* [WHAT IS NEEDED] Extend the passage about López de Jesús's weaving career, beginning after its final sentence.

* [PASSAGE TO READ]
--------

López de Jesús began her weaving career by selling pieces in the nearby city of Ometepec to earn money to help her family. Her work caught the attention of FONART and from 1969 and 1971, she sold her work through this government agency.
She was involved in production from the growing of cotton to creating the final product, researching methods of weaving and dyeing with plants and minerals from the area around Xochistlahuaca. She also attended seminars on natural dyes and mastered various weaving techniques such as taffeta, simple weave, taletón (a variation of taffeta) and variations of gauze.

Her particular specialty was the weaving of brocade in white and coyuche (a local brown variation) cotton with the design woven in using variously colored weft threads. In addition to traditional huipils, she produces napkins, tablecloths, rebozos and bedspreads. By special order, she has made garments with other fibers such as silk and synthetics.

--------

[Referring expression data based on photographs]
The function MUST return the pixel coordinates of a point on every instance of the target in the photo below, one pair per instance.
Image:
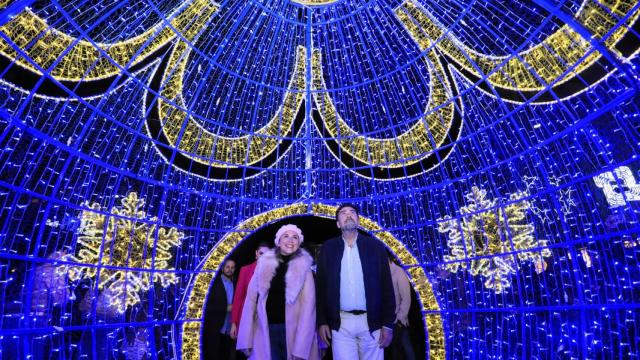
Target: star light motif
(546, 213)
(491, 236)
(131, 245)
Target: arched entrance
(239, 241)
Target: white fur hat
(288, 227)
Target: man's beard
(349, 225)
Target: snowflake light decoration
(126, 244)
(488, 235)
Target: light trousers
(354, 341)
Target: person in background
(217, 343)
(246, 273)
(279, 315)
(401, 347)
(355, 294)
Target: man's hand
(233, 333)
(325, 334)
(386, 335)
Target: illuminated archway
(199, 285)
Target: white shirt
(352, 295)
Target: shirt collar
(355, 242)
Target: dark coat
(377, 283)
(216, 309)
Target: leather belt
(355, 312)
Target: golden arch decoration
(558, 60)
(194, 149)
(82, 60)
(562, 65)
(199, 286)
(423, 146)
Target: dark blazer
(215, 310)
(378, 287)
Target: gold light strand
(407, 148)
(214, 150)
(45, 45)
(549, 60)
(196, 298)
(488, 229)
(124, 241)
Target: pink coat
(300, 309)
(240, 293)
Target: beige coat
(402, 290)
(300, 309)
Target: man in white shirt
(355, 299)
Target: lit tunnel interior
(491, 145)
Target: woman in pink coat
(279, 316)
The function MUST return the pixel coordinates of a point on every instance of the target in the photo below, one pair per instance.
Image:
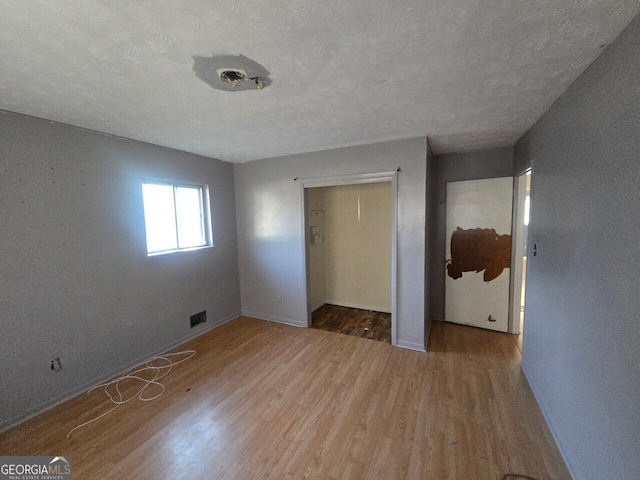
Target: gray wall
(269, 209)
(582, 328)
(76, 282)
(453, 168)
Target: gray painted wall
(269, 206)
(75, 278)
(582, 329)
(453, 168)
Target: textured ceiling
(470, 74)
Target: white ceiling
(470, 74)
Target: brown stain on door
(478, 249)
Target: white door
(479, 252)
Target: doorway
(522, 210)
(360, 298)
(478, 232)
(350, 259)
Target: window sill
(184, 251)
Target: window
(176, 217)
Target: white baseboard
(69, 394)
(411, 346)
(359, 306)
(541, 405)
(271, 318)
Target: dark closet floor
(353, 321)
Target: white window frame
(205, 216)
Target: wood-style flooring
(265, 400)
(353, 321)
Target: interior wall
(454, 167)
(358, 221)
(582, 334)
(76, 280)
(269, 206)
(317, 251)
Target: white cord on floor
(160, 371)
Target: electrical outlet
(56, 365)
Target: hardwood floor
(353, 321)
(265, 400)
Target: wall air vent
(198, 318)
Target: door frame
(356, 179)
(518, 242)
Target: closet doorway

--------

* [OUTPUT FOR THIS EXERCISE]
Her work has won a number of awards including 2nd place Gran Premio de Arte Popular, FONART in 1987, 1st place Gran Premio de Arte Popular, FONART in 1991 and Premio Nacional de Artesanias de SECOFI in 1993. In 2001 she won the UNESCO Handcrafts Prize.

Her work has been exhibited in museums and various international exhibits, including one in Spain in 2001 that attracted the attention of Queen Sofia.